Data extracts:

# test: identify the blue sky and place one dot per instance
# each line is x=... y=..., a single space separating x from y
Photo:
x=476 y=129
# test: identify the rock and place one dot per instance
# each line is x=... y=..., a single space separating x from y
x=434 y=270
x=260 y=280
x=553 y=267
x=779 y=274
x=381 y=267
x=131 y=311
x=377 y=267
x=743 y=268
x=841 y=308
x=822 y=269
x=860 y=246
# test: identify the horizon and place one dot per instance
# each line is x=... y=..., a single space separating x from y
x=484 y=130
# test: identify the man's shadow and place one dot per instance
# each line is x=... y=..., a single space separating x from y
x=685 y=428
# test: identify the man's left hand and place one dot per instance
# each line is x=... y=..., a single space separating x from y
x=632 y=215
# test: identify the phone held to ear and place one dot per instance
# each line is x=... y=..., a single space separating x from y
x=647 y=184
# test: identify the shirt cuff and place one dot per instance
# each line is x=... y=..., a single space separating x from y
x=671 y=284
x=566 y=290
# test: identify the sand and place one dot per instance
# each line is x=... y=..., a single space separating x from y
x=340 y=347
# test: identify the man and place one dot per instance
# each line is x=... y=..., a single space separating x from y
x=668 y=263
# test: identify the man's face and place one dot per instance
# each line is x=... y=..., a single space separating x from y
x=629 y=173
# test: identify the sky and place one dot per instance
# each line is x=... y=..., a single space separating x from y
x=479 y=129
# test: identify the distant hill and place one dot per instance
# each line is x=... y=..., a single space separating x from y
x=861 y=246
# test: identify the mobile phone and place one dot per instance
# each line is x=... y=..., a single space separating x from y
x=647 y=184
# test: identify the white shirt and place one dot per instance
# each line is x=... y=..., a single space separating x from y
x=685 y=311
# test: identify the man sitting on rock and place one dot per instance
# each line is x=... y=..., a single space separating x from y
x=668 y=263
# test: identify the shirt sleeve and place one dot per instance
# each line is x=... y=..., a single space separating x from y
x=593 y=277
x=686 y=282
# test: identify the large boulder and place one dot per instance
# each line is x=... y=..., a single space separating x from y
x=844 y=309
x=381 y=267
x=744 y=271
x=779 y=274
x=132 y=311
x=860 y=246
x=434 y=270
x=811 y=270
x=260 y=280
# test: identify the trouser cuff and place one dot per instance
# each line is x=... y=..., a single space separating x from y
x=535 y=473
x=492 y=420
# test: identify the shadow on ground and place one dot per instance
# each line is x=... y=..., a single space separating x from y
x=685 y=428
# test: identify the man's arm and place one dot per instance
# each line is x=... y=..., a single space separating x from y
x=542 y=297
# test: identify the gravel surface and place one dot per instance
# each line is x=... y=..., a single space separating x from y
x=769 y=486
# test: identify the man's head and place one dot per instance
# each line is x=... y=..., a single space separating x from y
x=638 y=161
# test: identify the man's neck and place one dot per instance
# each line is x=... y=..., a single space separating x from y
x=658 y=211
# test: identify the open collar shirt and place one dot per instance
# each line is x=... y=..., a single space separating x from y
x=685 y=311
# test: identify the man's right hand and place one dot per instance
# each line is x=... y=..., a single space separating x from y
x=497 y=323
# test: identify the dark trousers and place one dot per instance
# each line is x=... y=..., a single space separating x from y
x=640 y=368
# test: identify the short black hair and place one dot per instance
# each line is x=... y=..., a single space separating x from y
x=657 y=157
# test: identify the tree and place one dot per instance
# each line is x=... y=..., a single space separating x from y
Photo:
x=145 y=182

Required work: Gather each line from the entries above that includes the word "shadow".

Solution to the problem:
# test: identify the man's shadow and place one dot per instance
# test: identify the shadow on ground and place one dot per instance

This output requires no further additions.